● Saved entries
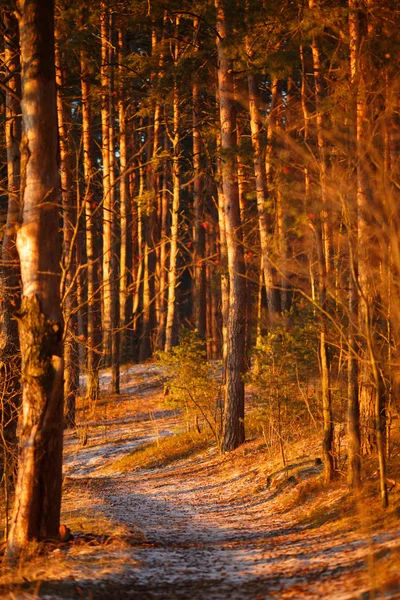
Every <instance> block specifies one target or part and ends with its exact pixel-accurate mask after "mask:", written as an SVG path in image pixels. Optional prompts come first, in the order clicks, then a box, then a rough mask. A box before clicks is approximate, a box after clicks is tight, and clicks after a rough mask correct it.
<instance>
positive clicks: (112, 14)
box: [108, 13, 120, 394]
mask: <svg viewBox="0 0 400 600" xmlns="http://www.w3.org/2000/svg"><path fill="white" fill-rule="evenodd" d="M113 31H114V15H113V13H110V14H109V36H110V39H109V42H108V65H109V69H108V74H109V78H108V105H109V113H108V114H109V122H108V129H109V152H110V159H109V161H110V162H109V165H110V206H111V213H110V219H111V256H110V258H111V264H110V266H111V273H110V277H111V280H110V294H111V298H110V302H111V313H110V315H111V390H112V391H113V392H114V393H115V394H119V385H120V332H119V280H118V263H119V256H118V243H117V240H118V239H119V222H118V214H117V203H116V186H115V170H116V158H115V116H114V95H116V94H117V91H116V90H115V77H114V75H115V73H114V71H115V70H114V60H115V58H114V46H113V39H112V33H113Z"/></svg>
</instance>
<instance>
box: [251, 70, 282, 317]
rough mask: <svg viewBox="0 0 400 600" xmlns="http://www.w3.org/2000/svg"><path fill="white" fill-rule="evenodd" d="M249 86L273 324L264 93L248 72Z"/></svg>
mask: <svg viewBox="0 0 400 600" xmlns="http://www.w3.org/2000/svg"><path fill="white" fill-rule="evenodd" d="M248 87H249V112H250V127H251V141H252V145H253V152H254V174H255V183H256V197H257V213H258V228H259V232H260V246H261V256H262V264H263V274H264V285H265V291H266V296H267V304H268V318H269V322H270V325H272V326H273V325H274V323H275V322H276V319H277V316H278V314H279V306H278V303H277V301H276V296H275V293H274V288H273V270H272V267H271V250H270V237H271V235H270V231H269V229H270V227H269V225H270V224H269V222H268V206H267V203H268V188H267V174H266V171H265V160H264V157H263V150H262V144H261V114H260V97H259V90H258V85H257V80H256V77H255V75H253V74H252V73H249V75H248Z"/></svg>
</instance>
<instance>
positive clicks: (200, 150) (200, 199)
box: [192, 19, 206, 338]
mask: <svg viewBox="0 0 400 600" xmlns="http://www.w3.org/2000/svg"><path fill="white" fill-rule="evenodd" d="M193 28H194V31H195V39H194V46H195V50H196V51H197V40H196V37H197V34H198V28H199V21H198V19H195V20H194V21H193ZM192 98H193V171H194V181H193V213H194V215H193V217H194V222H193V250H194V252H193V274H194V277H193V291H192V297H193V322H194V326H195V327H196V329H197V331H198V332H199V334H200V336H201V337H203V338H204V337H205V335H206V287H205V284H206V264H205V260H204V253H205V229H204V201H203V191H202V190H203V181H202V166H201V165H202V161H201V158H202V145H203V144H202V140H201V131H200V126H201V101H200V84H199V82H198V80H197V79H196V77H195V79H194V80H193V87H192Z"/></svg>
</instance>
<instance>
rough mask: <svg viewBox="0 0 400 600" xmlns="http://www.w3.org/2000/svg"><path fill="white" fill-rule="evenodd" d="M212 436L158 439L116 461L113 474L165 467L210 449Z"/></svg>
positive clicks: (204, 435)
mask: <svg viewBox="0 0 400 600" xmlns="http://www.w3.org/2000/svg"><path fill="white" fill-rule="evenodd" d="M210 444H211V436H210V435H209V434H207V433H202V434H201V435H199V434H197V433H195V432H185V433H175V434H173V435H170V436H167V437H162V438H158V439H157V440H155V441H153V442H149V443H147V444H144V445H143V446H140V447H138V448H137V449H134V450H133V451H132V452H131V453H130V454H128V455H126V456H123V457H121V458H119V459H117V460H115V461H114V463H113V465H112V472H117V473H126V472H129V471H135V470H137V469H153V468H157V467H164V466H166V465H169V464H171V463H173V462H175V461H177V460H181V459H183V458H186V457H187V456H189V455H191V454H194V453H196V452H201V451H202V450H204V449H206V448H208V446H209V445H210Z"/></svg>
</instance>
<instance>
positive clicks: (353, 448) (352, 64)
mask: <svg viewBox="0 0 400 600" xmlns="http://www.w3.org/2000/svg"><path fill="white" fill-rule="evenodd" d="M349 8H350V12H349V33H350V83H351V85H352V86H354V85H356V84H357V77H358V75H357V73H358V66H357V63H358V59H357V54H358V27H357V16H356V13H355V11H354V6H353V5H352V4H351V3H349ZM348 213H349V218H348V219H349V250H350V277H349V330H348V351H349V356H348V414H347V419H348V432H349V444H348V447H349V467H348V473H347V480H348V483H349V485H350V487H351V488H353V489H354V490H358V489H359V488H360V485H361V434H360V405H359V386H358V343H357V337H358V240H357V237H358V211H357V202H355V203H354V206H350V207H349V209H348Z"/></svg>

● Exercise directions
Recast every line of the records above as a Markdown table with a "Row" column for the row number and a "Line" column for the line itself. Omit blank lines and leave the pictures out.

● Exercise output
| Row | Line |
|---|---|
| 1 | Every <instance> block specifies one target or part and ends with its exact pixel-accurate mask after "mask:", written as an SVG path in image pixels. Optional prompts come first, in the order clicks, then a box, then a rough mask. A box before clicks is approximate, a box after clicks is tight, and clicks after a rough mask correct it. |
| 2 | <instance> |
| 3 | positive clicks: (112, 14) |
| 4 | box: [108, 13, 120, 394] |
| 5 | mask: <svg viewBox="0 0 400 600" xmlns="http://www.w3.org/2000/svg"><path fill="white" fill-rule="evenodd" d="M113 31H114V15H113V13H110V14H109V36H110V39H109V42H108V65H109V69H108V74H109V78H108V105H109V113H108V114H109V122H108V129H109V152H110V159H109V161H110V162H109V165H110V206H111V213H110V219H111V256H110V258H111V264H110V266H111V273H110V277H111V280H110V294H111V298H110V302H111V313H110V315H111V390H112V391H113V392H114V393H115V394H119V385H120V332H119V280H118V263H119V256H118V243H117V240H118V239H119V222H118V214H117V203H116V186H115V170H116V158H115V116H114V95H116V94H117V91H116V90H115V77H114V75H115V73H114V71H115V70H114V60H115V58H114V46H113V39H112V33H113Z"/></svg> |
| 6 | </instance> |
| 7 | <instance> |
| 8 | box: [251, 70, 282, 317] |
| 9 | rough mask: <svg viewBox="0 0 400 600" xmlns="http://www.w3.org/2000/svg"><path fill="white" fill-rule="evenodd" d="M249 86L273 324L264 93L248 72Z"/></svg> |
| 10 | mask: <svg viewBox="0 0 400 600" xmlns="http://www.w3.org/2000/svg"><path fill="white" fill-rule="evenodd" d="M248 87H249V112H250V127H251V141H252V145H253V152H254V174H255V183H256V197H257V213H258V228H259V232H260V246H261V256H262V264H263V274H264V285H265V291H266V296H267V304H268V318H269V322H270V325H272V326H273V325H274V323H275V322H276V319H277V316H278V314H279V306H278V303H277V301H276V296H275V293H274V288H273V270H272V267H271V250H270V237H271V235H270V231H269V229H270V227H269V225H270V224H269V222H268V206H267V203H268V188H267V174H266V171H265V160H264V157H263V150H262V144H261V114H260V97H259V90H258V85H257V80H256V77H255V75H253V74H252V73H249V75H248Z"/></svg> |
| 11 | </instance> |
| 12 | <instance> |
| 13 | positive clicks: (200, 150) (200, 199) |
| 14 | box: [192, 19, 206, 338] |
| 15 | mask: <svg viewBox="0 0 400 600" xmlns="http://www.w3.org/2000/svg"><path fill="white" fill-rule="evenodd" d="M193 28H194V31H195V39H194V46H195V50H196V51H197V40H196V37H197V34H198V28H199V21H198V19H195V20H194V21H193ZM192 98H193V171H194V181H193V213H194V215H193V217H194V222H193V250H194V252H193V274H194V277H193V291H192V297H193V322H194V326H195V327H196V329H197V331H198V332H199V334H200V336H201V337H203V338H204V337H205V335H206V287H205V284H206V264H205V260H204V253H205V229H204V201H203V191H202V190H203V181H202V166H201V165H202V161H201V158H202V145H203V144H202V140H201V131H200V126H201V101H200V84H199V82H198V80H197V79H196V77H195V79H194V80H193V87H192Z"/></svg> |
| 16 | </instance> |
| 17 | <instance> |
| 18 | rough mask: <svg viewBox="0 0 400 600" xmlns="http://www.w3.org/2000/svg"><path fill="white" fill-rule="evenodd" d="M212 436L158 439L116 461L113 474L165 467L210 449Z"/></svg> |
| 19 | positive clicks: (204, 435) |
| 20 | mask: <svg viewBox="0 0 400 600" xmlns="http://www.w3.org/2000/svg"><path fill="white" fill-rule="evenodd" d="M210 444H211V436H210V435H209V434H207V433H202V434H201V435H199V434H197V433H195V432H185V433H175V434H173V435H170V436H167V437H162V438H158V439H157V440H155V441H153V442H149V443H147V444H144V445H143V446H140V447H138V448H137V449H134V450H133V451H132V452H131V453H130V454H128V455H126V456H123V457H121V458H119V459H117V460H115V461H114V463H113V465H112V472H117V473H126V472H129V471H135V470H137V469H153V468H157V467H164V466H166V465H169V464H171V463H173V462H175V461H177V460H181V459H183V458H186V457H187V456H189V455H191V454H194V453H196V452H201V451H202V450H204V449H206V448H208V446H209V445H210Z"/></svg> |
| 21 | </instance> |
| 22 | <instance> |
| 23 | positive clicks: (353, 448) (352, 64) |
| 24 | mask: <svg viewBox="0 0 400 600" xmlns="http://www.w3.org/2000/svg"><path fill="white" fill-rule="evenodd" d="M349 8H350V12H349V33H350V83H351V85H352V86H354V85H356V84H357V77H358V75H357V73H358V66H357V63H358V59H357V54H358V27H357V16H356V13H355V11H354V6H353V5H352V4H351V3H349ZM348 213H349V218H348V219H349V250H350V277H349V330H348V351H349V356H348V414H347V419H348V432H349V444H348V447H349V467H348V473H347V480H348V483H349V485H350V487H351V488H353V489H354V490H358V489H359V488H360V485H361V434H360V405H359V386H358V343H357V337H358V240H357V237H358V211H357V202H355V203H354V206H350V207H349V209H348Z"/></svg> |